Dataset |
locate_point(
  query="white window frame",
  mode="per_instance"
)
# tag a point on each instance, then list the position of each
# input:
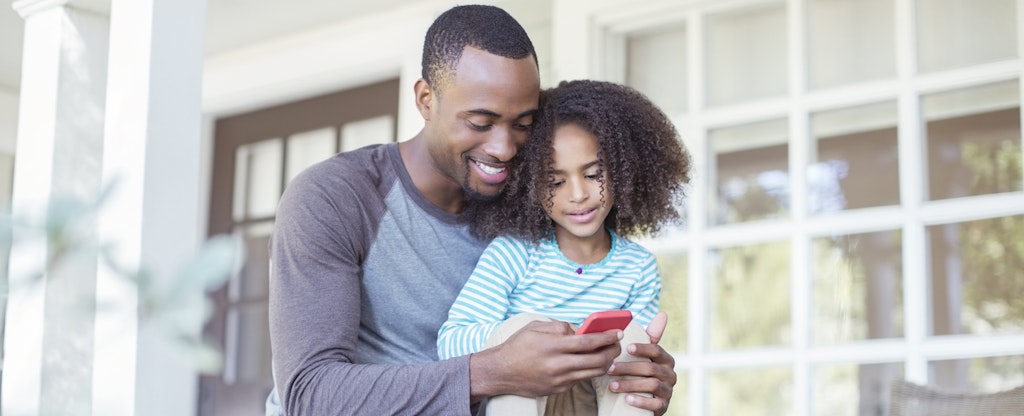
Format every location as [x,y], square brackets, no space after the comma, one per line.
[602,27]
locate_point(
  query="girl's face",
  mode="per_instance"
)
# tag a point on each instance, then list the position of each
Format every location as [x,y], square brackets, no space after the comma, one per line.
[581,196]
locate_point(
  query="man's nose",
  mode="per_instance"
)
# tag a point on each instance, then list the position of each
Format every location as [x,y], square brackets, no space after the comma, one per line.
[501,144]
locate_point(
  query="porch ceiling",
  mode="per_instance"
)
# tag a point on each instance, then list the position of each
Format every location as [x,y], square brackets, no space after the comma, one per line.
[230,24]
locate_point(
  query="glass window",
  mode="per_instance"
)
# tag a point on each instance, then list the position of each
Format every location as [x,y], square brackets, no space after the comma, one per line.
[751,391]
[857,287]
[365,132]
[849,41]
[307,148]
[656,66]
[750,296]
[747,54]
[249,338]
[976,277]
[979,375]
[974,140]
[252,282]
[751,172]
[853,389]
[257,179]
[673,266]
[960,33]
[857,160]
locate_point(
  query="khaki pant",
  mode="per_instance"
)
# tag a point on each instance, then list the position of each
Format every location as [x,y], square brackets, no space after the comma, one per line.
[585,398]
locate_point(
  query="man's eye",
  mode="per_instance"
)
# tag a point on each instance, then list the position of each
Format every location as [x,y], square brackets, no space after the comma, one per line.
[478,127]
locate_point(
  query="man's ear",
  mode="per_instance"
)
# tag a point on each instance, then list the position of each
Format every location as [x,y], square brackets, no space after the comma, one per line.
[424,97]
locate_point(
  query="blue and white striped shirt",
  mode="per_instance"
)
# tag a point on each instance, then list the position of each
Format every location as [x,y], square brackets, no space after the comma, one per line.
[514,277]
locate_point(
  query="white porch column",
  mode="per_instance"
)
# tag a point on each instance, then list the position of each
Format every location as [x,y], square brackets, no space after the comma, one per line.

What to produce |
Transcribe the material exactly, leaving every picture out.

Expected answer |
locate_point(
  query="white window frame",
  mode="per_instance"
)
# tag a point on each instance, then list the position of each
# input:
Format every location as [x,y], square brackets, no space after the comma, one per line.
[602,27]
locate_point(
  query="girl's face",
  mode="per_instance"
)
# tag a point on each instance, then list the position of each
Format every location as [x,y], square brackets, no space after the comma, one per line.
[581,196]
locate_point(
  query="man's nose",
  mode="per_instance"
)
# tag a point on each instance, then list the position of each
Format every location as [x,y], square brackets, no space after the comma, one per line.
[501,144]
locate_point(
  query="porch ceiling",
  mode="per_instance"
)
# tag a point on each instance, then list the position of each
Format every location as [x,y], square brackets, no space after the comma, one per line.
[230,24]
locate_point(
  query="glass window",
  mode="per_instance"
)
# tag a point on each instance, then list the position of each
Format every location as [x,y], square brackets, no space after the comma, one per line.
[751,391]
[857,287]
[365,132]
[849,41]
[307,148]
[656,66]
[750,296]
[747,54]
[249,338]
[976,277]
[979,375]
[974,140]
[252,282]
[751,172]
[853,389]
[257,179]
[673,266]
[960,33]
[857,160]
locate_point(
  query="khaki pant",
  mode="per_instance"
)
# tag a point on each instance, then list the position of each
Format every location as [x,y], square brackets, no space after the comma, one per line.
[585,398]
locate_point(
  query="man's eye",
  mode="per_instance"
)
# tag a point on each instance, then list the position of each
Format every location as [x,y], square brackets, no space after the comma, one per line.
[478,127]
locate_point(
  query="man's ear",
  mode="per_instance"
)
# tag a point on each instance, then list the position of each
Format every location as [x,y], square brackets, no space after the comma, one per line.
[424,97]
locate_point(
  query="blue and white striped shirt",
  mode="per_instance"
)
# tag a point on each instance, then list the position of each
Format every location as [x,y], square brackets, no space after the comma, one per line.
[514,277]
locate_point(
  query="white porch column",
  mode="per_instance"
)
# tag a point on each instance, then list the position of each
Format every location as [x,y], square brackets, no space after the comma, one per line.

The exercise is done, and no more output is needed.